# LIST OF TASKS
A: Return the part of the Mathlib diff that opens with the words containing "Mathlib/Order/ApproximantsFixedPoints.lean" and closes with "the file LICENSE.", copied character for character.
B: List every line of the records that contains the string "sink", copying each line unchanged. Case counts.

[Merged by Bors] - feat: Ordinal Approximants of the least/greatest fixed point in a complete lattice

Mathlib.lean

@@ -2981,6 +2981,7 @@ import Mathlib.NumberTheory.Zsqrtd.QuadraticReciprocity
 import Mathlib.NumberTheory.Zsqrtd.ToReal
 import Mathlib.Order.Antichain
 import Mathlib.Order.Antisymmetrization
+import Mathlib.Order.ApproximantsFixedPoints
 import Mathlib.Order.Atoms
 import Mathlib.Order.Atoms.Finite
 import Mathlib.Order.Basic

Mathlib/Logic/Function/Basic.lean

@@ -107,6 +107,9 @@ theorem Injective.ne_iff' (hf : Injective f) {x y : α} {z : β} (h : f y = z) :
   h ▸ hf.ne_iff
 #align function.injective.ne_iff' Function.Injective.ne_iff'
 
+theorem not_injective_iff : ¬ Injective f ↔ ∃ a b, f a = f b ∧ a ≠ b := by
+  simp only [Injective, not_forall, exists_prop]
+
 /-- If the co-domain `β` of an injective function `f : α → β` has decidable equality, then
 the domain `α` also has decidable equality. -/
 protected def Injective.decidableEq [DecidableEq β] (I : Injective f) : DecidableEq α :=

Mathlib/Order/ApproximantsFixedPoints.lean

@@ -0,0 +1,235 @@
+/-
+Copyright (c) 2024 Ira Fesefeldt. All rights reserved.
+Released under Apache 2.0 license as described in the file LICENSE.
+Authors: Ira Fesefeldt
+-/
+import Mathlib.Order.FixedPoints
+import Mathlib.Logic.Function.Basic
+import Mathlib.SetTheory.Ordinal.Basic
+import Mathlib.SetTheory.Cardinal.Basic
+import Mathlib.SetTheory.Ordinal.Arithmetic
+
+
+/-!

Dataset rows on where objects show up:
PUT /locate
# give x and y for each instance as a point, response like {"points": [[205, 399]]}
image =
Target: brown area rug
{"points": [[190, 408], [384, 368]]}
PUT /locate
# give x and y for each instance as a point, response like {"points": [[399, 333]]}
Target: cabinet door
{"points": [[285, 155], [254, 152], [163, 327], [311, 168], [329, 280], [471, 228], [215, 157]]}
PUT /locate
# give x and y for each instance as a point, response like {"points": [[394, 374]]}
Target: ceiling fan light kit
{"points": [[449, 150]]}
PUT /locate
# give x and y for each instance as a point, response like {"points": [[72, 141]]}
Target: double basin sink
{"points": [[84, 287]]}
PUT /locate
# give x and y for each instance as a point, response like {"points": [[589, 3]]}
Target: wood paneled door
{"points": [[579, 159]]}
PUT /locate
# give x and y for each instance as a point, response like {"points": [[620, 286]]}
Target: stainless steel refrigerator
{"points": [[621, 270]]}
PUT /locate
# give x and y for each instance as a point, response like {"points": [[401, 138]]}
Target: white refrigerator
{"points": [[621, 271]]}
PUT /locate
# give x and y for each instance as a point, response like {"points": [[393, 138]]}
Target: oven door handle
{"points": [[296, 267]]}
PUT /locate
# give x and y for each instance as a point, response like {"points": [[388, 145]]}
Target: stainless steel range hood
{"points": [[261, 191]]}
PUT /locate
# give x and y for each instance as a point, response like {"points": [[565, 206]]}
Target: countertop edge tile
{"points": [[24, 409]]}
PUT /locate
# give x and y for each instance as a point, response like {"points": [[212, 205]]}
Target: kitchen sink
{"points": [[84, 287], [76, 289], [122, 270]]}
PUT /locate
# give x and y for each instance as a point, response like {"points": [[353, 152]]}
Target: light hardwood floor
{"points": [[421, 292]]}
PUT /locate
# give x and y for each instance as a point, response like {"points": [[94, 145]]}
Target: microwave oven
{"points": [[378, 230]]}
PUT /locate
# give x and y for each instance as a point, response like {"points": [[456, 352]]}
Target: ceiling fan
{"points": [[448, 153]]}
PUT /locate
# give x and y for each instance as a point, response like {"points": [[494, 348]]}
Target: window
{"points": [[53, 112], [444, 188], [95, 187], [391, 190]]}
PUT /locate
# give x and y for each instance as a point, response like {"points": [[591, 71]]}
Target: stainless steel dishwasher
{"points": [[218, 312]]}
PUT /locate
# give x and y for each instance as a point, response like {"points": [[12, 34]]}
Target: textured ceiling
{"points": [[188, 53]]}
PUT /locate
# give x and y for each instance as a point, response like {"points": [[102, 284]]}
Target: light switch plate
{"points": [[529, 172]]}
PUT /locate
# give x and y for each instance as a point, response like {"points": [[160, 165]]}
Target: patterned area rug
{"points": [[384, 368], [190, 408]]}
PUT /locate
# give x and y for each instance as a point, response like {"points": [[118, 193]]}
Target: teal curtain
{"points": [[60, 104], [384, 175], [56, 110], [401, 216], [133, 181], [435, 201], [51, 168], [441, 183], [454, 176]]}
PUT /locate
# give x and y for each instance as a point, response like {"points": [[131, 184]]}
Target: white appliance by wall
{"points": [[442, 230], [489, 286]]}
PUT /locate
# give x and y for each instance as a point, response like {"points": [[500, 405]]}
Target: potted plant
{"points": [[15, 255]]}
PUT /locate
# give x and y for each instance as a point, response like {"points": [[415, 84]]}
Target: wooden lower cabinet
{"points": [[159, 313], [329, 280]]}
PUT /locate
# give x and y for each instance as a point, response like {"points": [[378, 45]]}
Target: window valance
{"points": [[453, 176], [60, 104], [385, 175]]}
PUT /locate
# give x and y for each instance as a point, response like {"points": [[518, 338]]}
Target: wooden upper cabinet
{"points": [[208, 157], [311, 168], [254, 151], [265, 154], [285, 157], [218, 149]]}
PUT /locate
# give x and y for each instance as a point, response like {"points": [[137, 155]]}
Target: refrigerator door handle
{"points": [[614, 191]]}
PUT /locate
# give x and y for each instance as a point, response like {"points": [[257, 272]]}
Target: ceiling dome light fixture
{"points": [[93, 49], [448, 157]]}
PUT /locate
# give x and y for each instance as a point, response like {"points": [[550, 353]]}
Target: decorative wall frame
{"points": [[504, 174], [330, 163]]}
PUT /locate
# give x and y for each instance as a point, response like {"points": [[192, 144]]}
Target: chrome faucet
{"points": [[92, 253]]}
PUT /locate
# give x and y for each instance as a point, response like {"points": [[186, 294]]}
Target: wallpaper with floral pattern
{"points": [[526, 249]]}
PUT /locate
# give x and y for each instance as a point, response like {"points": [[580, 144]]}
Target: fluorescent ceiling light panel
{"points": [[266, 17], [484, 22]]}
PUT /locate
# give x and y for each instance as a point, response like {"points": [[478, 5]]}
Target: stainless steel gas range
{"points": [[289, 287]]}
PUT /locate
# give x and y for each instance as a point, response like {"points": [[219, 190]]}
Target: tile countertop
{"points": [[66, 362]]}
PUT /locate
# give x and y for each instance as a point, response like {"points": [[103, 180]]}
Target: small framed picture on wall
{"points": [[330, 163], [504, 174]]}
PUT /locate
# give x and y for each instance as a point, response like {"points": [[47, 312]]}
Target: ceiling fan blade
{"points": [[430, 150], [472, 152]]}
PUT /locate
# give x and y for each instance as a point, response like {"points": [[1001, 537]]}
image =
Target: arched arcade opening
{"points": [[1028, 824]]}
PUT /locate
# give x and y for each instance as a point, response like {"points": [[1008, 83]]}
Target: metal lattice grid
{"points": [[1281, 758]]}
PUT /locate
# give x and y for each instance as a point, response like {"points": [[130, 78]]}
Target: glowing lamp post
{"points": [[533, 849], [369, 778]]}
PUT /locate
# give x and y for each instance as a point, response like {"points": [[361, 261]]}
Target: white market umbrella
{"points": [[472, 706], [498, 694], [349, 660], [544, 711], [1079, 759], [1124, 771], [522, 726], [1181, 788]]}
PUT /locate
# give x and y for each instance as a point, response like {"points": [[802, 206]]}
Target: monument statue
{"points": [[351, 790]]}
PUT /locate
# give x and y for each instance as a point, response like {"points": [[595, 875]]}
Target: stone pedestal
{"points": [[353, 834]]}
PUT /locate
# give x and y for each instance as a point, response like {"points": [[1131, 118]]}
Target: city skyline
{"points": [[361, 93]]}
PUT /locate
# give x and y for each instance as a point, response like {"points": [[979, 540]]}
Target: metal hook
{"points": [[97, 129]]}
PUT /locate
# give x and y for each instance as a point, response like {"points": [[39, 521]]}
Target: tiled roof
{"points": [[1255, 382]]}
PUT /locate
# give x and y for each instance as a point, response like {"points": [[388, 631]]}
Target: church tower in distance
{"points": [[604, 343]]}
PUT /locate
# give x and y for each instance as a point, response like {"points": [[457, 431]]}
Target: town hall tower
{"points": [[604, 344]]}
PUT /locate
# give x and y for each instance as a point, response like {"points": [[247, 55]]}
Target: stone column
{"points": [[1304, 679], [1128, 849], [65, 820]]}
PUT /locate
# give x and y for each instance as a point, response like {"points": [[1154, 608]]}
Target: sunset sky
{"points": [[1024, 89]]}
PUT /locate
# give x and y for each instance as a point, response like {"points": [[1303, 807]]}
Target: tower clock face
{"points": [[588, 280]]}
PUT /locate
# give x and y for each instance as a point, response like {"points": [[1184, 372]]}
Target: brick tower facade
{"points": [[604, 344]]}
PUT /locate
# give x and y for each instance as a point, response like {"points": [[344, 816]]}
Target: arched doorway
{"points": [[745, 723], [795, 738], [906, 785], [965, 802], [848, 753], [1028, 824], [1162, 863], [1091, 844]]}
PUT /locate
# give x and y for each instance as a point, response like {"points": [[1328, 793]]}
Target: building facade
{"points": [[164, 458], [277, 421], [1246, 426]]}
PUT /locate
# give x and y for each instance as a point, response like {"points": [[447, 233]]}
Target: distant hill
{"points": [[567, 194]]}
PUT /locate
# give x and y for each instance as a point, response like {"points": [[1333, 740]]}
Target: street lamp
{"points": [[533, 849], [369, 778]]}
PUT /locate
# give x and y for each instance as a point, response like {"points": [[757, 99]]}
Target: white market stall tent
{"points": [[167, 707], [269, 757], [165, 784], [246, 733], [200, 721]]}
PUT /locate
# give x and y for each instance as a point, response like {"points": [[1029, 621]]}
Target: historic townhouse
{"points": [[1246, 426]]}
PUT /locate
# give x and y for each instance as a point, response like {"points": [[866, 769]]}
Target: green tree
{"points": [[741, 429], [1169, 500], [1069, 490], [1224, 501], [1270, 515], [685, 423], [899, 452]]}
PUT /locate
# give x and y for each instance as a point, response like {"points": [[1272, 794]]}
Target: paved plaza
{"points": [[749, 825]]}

# FULL SOLUTIONS
A:
Mathlib/Order/ApproximantsFixedPoints.lean

@@ -0,0 +1,235 @@
+/-
+Copyright (c) 2024 Ira Fesefeldt. All rights reserved.
+Released under Apache 2.0 license as described in the file LICENSE.

B:
Target: double basin sink
Target: kitchen sink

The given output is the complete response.